-- Exercise brief --
Swap "tree trunk" for "tree stem" in the entries from the line with "Task: place a pin on each instance of the no" up to and including the line with "(666, 1218)". Write out only those lines, with nothing else altered.
--- Start of Raw records ---
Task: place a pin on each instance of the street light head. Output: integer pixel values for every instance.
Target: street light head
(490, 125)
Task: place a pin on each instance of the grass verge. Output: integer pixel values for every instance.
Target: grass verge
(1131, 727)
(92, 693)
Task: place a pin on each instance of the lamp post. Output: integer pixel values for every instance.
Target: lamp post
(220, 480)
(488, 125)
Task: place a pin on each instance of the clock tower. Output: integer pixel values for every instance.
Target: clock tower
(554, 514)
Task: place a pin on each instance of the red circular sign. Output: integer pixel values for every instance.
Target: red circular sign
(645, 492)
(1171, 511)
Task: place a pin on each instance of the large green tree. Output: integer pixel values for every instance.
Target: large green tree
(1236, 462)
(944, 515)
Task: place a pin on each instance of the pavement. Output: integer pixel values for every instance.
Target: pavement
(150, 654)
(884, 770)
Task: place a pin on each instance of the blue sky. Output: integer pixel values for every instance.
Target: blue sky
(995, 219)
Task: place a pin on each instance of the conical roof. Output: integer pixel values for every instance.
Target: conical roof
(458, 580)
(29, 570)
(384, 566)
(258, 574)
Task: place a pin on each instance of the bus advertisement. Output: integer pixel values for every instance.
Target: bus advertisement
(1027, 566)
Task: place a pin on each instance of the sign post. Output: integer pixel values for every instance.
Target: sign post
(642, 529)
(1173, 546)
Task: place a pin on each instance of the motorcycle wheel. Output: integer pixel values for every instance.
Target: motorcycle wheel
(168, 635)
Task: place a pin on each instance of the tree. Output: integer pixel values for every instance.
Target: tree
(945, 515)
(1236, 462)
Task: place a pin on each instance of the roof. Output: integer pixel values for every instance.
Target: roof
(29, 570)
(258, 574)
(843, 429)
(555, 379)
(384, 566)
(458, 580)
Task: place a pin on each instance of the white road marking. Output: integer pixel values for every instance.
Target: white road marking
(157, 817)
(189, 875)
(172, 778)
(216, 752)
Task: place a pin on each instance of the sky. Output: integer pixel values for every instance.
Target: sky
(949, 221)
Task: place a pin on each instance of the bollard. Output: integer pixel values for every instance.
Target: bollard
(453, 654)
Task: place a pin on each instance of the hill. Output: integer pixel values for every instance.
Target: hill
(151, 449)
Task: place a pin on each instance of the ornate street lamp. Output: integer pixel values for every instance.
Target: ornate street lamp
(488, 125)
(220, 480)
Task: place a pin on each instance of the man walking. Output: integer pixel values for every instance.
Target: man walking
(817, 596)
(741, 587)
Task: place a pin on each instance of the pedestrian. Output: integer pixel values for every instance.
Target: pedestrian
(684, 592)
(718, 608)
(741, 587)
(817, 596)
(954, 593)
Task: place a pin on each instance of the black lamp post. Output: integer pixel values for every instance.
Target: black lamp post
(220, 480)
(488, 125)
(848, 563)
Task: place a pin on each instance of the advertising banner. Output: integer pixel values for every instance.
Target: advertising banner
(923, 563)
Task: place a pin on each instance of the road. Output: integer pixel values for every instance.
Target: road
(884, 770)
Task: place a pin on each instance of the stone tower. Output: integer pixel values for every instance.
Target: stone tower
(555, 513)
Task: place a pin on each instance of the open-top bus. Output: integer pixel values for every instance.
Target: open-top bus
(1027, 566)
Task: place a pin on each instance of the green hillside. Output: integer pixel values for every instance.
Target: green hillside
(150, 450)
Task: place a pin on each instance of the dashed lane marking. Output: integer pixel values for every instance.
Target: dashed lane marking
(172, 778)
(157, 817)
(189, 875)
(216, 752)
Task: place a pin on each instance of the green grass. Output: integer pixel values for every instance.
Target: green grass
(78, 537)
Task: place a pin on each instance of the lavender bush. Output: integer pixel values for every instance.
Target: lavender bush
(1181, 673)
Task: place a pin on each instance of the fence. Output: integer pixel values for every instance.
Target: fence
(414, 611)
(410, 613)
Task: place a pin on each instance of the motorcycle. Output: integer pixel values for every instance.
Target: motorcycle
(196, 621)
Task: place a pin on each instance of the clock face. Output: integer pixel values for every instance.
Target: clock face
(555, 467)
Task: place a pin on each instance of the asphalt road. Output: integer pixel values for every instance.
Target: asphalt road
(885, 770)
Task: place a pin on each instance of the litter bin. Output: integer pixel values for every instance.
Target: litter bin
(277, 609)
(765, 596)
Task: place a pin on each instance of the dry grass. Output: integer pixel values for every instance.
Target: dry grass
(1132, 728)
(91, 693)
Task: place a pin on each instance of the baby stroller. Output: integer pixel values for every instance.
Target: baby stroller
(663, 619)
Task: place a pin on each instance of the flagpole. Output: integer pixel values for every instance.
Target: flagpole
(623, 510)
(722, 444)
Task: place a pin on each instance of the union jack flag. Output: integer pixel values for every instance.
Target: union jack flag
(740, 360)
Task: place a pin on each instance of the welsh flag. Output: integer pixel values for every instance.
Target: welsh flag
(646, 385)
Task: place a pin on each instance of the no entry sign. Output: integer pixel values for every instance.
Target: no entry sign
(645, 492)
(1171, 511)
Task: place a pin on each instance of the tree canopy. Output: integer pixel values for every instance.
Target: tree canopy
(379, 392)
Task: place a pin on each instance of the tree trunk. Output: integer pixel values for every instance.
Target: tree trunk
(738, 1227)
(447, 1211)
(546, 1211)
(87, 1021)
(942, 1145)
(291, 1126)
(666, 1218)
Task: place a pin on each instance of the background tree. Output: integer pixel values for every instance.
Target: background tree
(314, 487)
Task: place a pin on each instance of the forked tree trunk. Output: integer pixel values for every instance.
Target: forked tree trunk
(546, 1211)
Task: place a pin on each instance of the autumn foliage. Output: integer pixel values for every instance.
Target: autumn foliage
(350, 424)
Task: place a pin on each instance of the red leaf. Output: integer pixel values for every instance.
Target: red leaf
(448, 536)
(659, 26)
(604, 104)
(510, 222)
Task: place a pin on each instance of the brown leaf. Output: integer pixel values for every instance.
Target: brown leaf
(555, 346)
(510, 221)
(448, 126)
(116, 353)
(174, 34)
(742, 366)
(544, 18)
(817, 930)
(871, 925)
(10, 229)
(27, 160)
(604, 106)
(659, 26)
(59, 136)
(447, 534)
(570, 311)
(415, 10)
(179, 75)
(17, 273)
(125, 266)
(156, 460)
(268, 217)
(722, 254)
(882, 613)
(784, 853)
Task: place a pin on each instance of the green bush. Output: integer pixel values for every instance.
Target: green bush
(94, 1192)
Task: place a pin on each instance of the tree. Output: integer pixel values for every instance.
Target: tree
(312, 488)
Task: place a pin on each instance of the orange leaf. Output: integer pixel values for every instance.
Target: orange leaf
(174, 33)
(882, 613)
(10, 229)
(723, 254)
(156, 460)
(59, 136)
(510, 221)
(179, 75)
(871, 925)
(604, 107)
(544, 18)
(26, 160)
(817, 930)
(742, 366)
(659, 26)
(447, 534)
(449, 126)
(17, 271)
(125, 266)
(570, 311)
--- End of Raw records ---
--- Start of Raw records ---
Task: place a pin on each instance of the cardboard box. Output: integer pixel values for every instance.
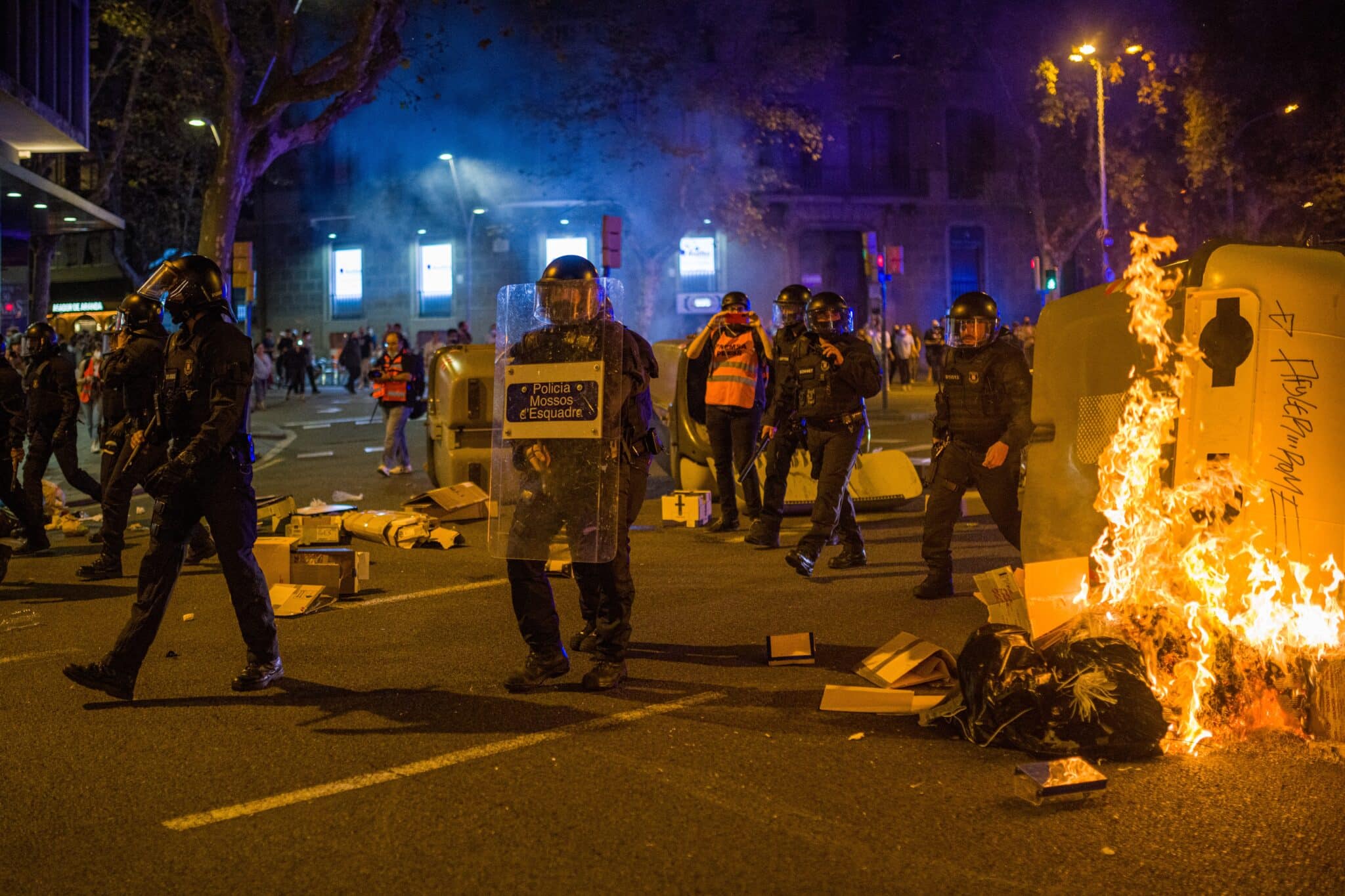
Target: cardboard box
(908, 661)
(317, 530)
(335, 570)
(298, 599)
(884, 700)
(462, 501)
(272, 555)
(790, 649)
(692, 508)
--- End of Raw records ---
--- Start of Raw records ---
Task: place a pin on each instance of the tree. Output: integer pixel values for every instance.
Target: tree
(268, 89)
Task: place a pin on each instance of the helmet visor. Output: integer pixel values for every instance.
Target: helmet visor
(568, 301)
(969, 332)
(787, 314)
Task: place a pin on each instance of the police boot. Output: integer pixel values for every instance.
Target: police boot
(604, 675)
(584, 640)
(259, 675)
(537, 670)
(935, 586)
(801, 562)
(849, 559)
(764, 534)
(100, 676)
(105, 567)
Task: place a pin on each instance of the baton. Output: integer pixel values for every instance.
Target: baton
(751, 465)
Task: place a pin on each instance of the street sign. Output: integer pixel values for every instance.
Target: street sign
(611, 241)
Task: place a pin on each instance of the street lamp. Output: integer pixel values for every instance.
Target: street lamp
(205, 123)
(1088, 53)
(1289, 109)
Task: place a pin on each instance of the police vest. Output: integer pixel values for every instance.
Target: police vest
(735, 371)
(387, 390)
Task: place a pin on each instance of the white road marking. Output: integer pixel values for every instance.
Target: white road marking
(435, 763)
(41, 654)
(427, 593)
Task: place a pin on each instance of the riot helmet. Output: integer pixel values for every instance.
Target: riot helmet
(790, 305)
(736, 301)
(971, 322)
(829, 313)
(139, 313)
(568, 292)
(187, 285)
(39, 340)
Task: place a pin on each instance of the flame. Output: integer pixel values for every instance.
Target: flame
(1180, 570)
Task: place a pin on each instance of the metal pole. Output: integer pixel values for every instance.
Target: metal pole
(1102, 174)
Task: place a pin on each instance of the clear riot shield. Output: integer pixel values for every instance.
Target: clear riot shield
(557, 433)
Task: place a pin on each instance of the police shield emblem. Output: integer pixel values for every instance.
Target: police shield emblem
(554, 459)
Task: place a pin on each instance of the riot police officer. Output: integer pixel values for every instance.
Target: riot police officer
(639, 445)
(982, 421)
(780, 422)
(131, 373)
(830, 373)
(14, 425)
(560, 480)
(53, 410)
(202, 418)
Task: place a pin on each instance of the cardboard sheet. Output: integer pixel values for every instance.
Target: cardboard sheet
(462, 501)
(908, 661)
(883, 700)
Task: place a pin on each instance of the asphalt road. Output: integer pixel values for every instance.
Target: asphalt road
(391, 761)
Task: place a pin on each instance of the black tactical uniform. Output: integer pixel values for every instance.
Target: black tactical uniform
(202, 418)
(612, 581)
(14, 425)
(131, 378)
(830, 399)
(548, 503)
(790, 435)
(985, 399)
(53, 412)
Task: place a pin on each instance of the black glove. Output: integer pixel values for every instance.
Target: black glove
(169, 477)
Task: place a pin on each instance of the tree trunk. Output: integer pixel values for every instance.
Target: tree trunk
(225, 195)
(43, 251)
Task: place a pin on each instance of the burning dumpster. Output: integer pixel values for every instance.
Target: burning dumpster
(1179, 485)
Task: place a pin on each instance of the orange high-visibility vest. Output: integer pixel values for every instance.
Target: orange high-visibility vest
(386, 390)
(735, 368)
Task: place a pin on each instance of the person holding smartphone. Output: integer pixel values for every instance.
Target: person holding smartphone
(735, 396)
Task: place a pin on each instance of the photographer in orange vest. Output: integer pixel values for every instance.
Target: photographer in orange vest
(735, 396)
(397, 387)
--- End of Raw records ---
-- Result for this exercise --
Task: place a pin on each instance of the no entry sign. Output: integer pixel values for every instance.
Target: no entry sign
(645, 492)
(1171, 511)
Task: place a pin on each instance of the tree canopy. Output: integer pixel values for every instance.
Target: tree canopy
(379, 392)
Task: place a pin on each instance of the tree stem. Output: integer pixel values for every instance.
Target: tree stem
(738, 1227)
(447, 1211)
(546, 1211)
(87, 1021)
(942, 1145)
(291, 1126)
(666, 1218)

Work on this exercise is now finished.